Please set down the data again exactly, minus the pictures.

-=-=-=-=-

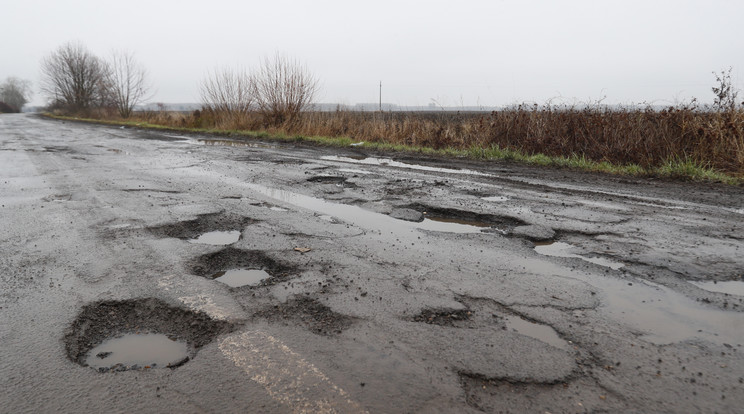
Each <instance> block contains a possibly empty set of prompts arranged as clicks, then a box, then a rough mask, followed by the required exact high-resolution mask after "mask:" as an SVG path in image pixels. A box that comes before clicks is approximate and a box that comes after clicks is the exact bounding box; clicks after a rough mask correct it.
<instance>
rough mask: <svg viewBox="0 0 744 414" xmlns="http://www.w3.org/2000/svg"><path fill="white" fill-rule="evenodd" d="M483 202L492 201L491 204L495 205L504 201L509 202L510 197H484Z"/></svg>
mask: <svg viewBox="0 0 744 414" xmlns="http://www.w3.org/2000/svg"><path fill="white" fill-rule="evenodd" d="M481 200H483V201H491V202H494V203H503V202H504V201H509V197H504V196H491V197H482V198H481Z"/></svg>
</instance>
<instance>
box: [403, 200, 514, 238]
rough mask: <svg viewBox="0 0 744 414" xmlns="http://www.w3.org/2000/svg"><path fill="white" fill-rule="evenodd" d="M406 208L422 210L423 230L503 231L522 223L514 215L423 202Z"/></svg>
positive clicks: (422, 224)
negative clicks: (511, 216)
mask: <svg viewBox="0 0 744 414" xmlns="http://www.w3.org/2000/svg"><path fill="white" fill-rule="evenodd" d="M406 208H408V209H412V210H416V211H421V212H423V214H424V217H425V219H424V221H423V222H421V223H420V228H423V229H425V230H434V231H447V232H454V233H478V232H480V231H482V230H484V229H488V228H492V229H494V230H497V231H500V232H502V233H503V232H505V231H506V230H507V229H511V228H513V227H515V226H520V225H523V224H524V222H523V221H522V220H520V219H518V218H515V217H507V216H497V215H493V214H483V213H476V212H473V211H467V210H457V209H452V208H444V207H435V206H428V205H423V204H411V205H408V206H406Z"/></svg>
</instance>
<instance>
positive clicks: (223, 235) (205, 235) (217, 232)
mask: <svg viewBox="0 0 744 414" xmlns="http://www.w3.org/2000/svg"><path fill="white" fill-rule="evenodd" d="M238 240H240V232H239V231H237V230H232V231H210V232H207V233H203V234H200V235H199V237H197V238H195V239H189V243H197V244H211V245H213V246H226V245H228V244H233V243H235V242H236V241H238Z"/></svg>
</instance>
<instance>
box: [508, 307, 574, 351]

-=-=-=-=-

▸ Result for this exercise:
Each <instance> block contains a possibly empty set of prompts arranged as clicks, then a box, then a rough mask, followed by the required exact high-resolution mask after "mask:" as an SVG path in image pixels. A box that comes before clicks is approximate and a box that comes after clicks is the exact bounding box; clicks after a rough mask correct it.
<instance>
rough mask: <svg viewBox="0 0 744 414" xmlns="http://www.w3.org/2000/svg"><path fill="white" fill-rule="evenodd" d="M483 202L492 201L491 204L495 205L504 201L509 202L510 197H484Z"/></svg>
mask: <svg viewBox="0 0 744 414" xmlns="http://www.w3.org/2000/svg"><path fill="white" fill-rule="evenodd" d="M481 200H483V201H491V202H494V203H503V202H504V201H509V197H504V196H491V197H482V198H481Z"/></svg>
</instance>
<instance>
box: [403, 200, 514, 238]
rough mask: <svg viewBox="0 0 744 414" xmlns="http://www.w3.org/2000/svg"><path fill="white" fill-rule="evenodd" d="M406 208L422 210L423 230L503 231L522 223L514 215L423 202Z"/></svg>
positive clicks: (422, 224)
negative clicks: (511, 216)
mask: <svg viewBox="0 0 744 414" xmlns="http://www.w3.org/2000/svg"><path fill="white" fill-rule="evenodd" d="M406 208H408V209H412V210H416V211H421V212H423V214H424V217H425V219H424V221H423V222H421V223H420V228H423V229H425V230H434V231H447V232H454V233H478V232H480V231H482V230H484V229H488V228H492V229H494V230H497V231H500V232H502V233H503V232H505V231H506V230H507V229H511V228H513V227H515V226H520V225H523V224H524V222H523V221H522V220H520V219H518V218H515V217H507V216H497V215H493V214H483V213H476V212H473V211H467V210H457V209H452V208H444V207H435V206H428V205H423V204H411V205H408V206H406Z"/></svg>
</instance>
<instance>
positive clicks: (223, 235) (205, 235) (217, 232)
mask: <svg viewBox="0 0 744 414" xmlns="http://www.w3.org/2000/svg"><path fill="white" fill-rule="evenodd" d="M238 240H240V232H239V231H237V230H232V231H210V232H207V233H203V234H200V235H199V237H197V238H195V239H189V243H197V244H211V245H213V246H226V245H228V244H233V243H235V242H236V241H238Z"/></svg>
</instance>
<instance>
box: [508, 307, 574, 351]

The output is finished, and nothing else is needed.